• Extrait fourni:
::::::::::
2. De certaines fausses évidences
Ressources ne sont pas nécessairement investissements, et investissement n’est pas toujours croissance
Nous avons soutenu dans un papier publié sur ces colonnes que « Quand on parle de la nécessité de booster le développent et la croissance dans les régions défavorisées on évoque presqu’exclusivement la nécessité d’augmenter les investissements dans ces régions et particulièrement les investissements publics. Et la question est simplement réduite à la mobilisation de ressources nécessaires.
Mais il y a une idée importante que les bons économistes savent mais que le non spécialiste malheureusement ne saisit pas : la croissance, et donc l’emploi, sont certainement liés à l’investissement mais ce dernier ne se réduit pas à de la mobilisation de ressources financières. Si tel était le cas, la question du développement en général et celui des régions défavorisées en particulier aurait été résolue depuis longtemps, moyennant –en particulier- un bon usage de tous les mécanismes de financement possibles. »
Le « Capital est lâche » a clamé H. Jebali. Possible, mais il est surtout mû par le profit. Là où il y a possibilité de bénéfice, il y aura des investisseurs, sans qu’on ait besoin de les pousser. Les contraintes à l’investissements sont essentiellement au nombre de trois:
- La capacité de réalisation;
- La question des débouchés;
- La dépendance par rapport aux ressources extérieures aux stades de l’investissement et de l’exploitation.
Nous en avons conclu que « le pays ne manque pas de capitaux, et la nature même du capital est de s’investir et de s’élargir. Si ceux qui possèdent des capitaux n’investissent pas, c’est à cause, en premier lieu, du manque de visibilité et des mauvaises perspectives du pays, mais aussi à cause de l’absence d’opportunités d’investissement viable et soutenable, en particulier sur le plan de nos équilibres extérieurs. La question du développement ne se réduit pas à la recherche de ressources à l’intérieur du pays, et peu importe dans la poche de qui. Et la question du développement des régions déshéritées ne se réduit pas à la mobilisation de ressources en leur faveur. Il y a certainement besoin de réaliser certains projets urgents et identifiés pour répondre à des besoins évidents, mais la mise en place d’un véritable processus de développement est autrement plus complexe. »
::::::::::
• Matériel fourni:

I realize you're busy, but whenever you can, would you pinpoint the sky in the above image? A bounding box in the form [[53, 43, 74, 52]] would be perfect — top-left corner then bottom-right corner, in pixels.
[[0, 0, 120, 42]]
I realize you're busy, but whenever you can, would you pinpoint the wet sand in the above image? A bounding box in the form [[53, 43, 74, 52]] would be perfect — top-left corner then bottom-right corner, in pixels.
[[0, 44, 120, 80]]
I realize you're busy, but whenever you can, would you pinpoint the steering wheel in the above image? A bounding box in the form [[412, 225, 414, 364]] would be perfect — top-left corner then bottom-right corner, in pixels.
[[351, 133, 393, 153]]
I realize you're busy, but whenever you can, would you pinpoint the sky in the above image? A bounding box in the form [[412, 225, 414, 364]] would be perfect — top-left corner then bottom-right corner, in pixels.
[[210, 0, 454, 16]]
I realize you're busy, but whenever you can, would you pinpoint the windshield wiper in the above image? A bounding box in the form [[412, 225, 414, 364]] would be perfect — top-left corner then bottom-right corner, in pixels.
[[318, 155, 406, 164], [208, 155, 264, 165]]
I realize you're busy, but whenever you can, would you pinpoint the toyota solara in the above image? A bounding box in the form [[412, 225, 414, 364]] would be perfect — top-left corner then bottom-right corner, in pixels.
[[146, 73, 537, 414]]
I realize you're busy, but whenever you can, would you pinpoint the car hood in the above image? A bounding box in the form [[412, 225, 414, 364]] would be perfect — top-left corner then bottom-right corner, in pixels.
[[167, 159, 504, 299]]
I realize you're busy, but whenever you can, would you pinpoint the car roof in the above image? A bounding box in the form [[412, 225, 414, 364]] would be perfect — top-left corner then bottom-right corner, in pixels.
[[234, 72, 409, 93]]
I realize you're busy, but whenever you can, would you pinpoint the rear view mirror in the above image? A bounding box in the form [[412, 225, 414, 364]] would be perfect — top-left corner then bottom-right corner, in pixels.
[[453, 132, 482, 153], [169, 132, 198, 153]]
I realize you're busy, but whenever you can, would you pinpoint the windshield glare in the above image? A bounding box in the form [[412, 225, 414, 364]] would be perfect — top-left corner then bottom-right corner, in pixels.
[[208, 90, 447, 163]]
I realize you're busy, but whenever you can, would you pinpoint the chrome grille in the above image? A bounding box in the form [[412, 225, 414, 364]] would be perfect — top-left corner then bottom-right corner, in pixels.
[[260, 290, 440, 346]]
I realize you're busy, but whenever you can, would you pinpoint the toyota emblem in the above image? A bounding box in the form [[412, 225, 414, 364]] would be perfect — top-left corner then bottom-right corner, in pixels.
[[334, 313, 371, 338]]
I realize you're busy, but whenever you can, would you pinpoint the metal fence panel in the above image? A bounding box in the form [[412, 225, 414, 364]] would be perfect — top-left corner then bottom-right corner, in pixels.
::::::::::
• Travail à faire: Recopiez mot pour mot le passage de l'extrait sur l'investissement et la croissance qui va de « 2. De certaines » jusqu'à « de ressources nécessaires. » inclus.

• Résultat attendu:
2. De certaines fausses évidences
Ressources ne sont pas nécessairement investissements, et investissement n’est pas toujours croissance
Nous avons soutenu dans un papier publié sur ces colonnes que « Quand on parle de la nécessité de booster le développent et la croissance dans les régions défavorisées on évoque presqu’exclusivement la nécessité d’augmenter les investissements dans ces régions et particulièrement les investissements publics. Et la question est simplement réduite à la mobilisation de ressources nécessaires.